## WHAT YOU WILL DO
The answer must be a single number, namely how many lines in the entries below contain the string "first".

## DATA RECORDS
+ + +

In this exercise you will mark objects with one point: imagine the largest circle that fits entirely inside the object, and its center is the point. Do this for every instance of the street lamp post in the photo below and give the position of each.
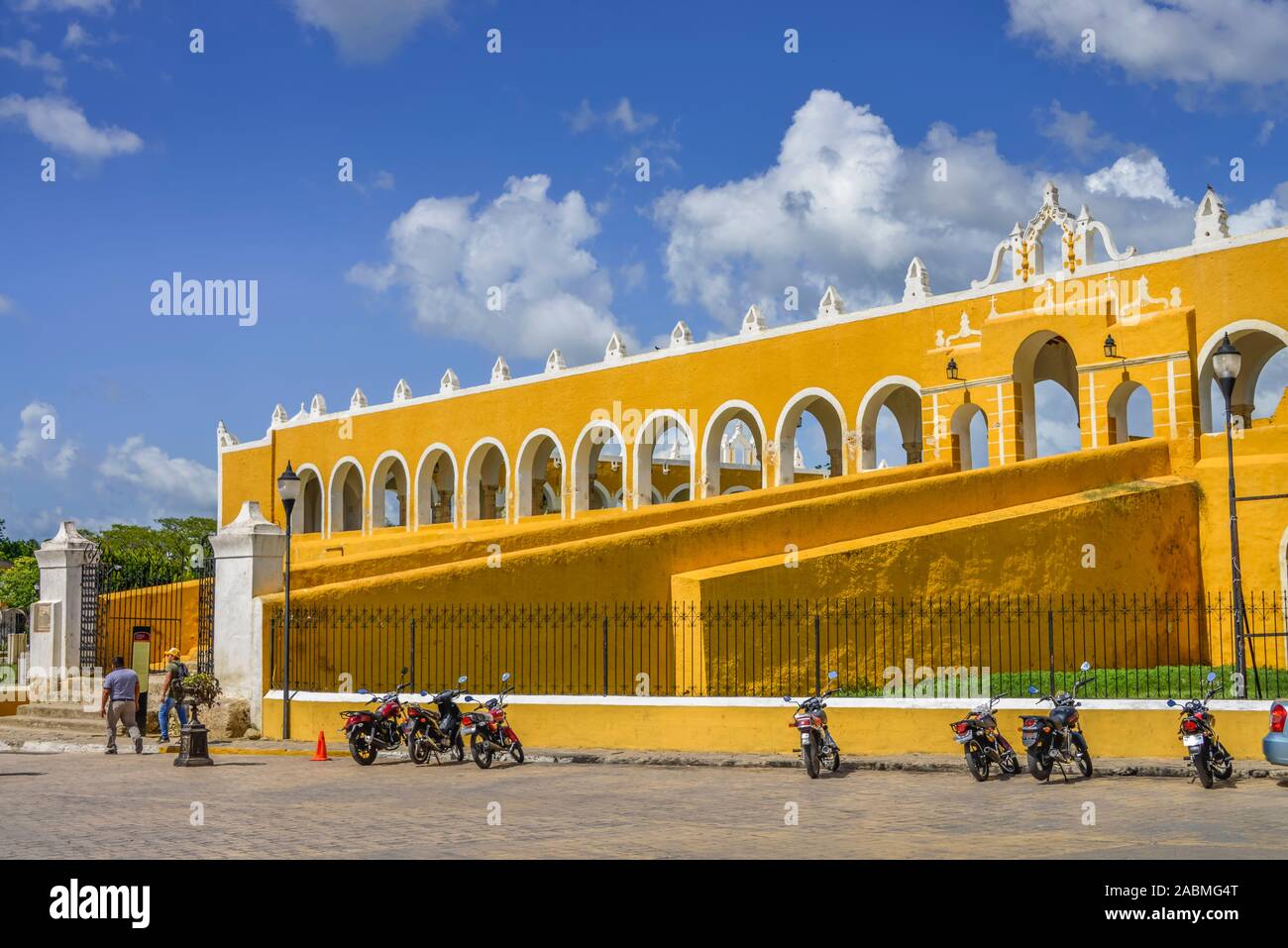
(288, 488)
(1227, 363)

+ + +

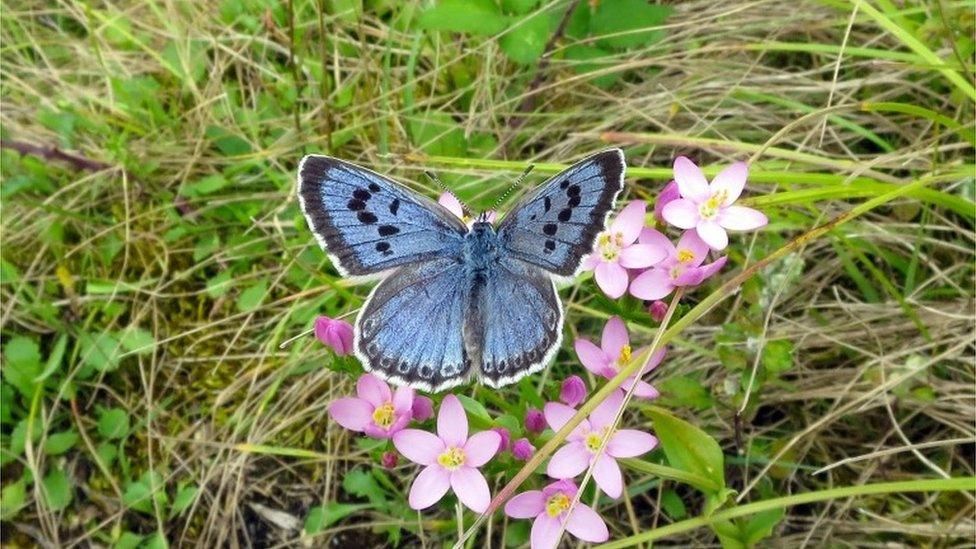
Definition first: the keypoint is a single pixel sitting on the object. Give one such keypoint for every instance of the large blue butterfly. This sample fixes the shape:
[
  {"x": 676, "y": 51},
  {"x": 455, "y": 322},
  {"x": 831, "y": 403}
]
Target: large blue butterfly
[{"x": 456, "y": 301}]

+ + +

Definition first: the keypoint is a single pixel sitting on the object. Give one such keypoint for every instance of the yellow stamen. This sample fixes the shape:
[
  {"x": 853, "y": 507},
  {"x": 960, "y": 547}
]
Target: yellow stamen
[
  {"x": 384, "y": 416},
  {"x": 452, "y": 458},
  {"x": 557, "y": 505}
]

+ + +

## RESULT OF THIS EXERCISE
2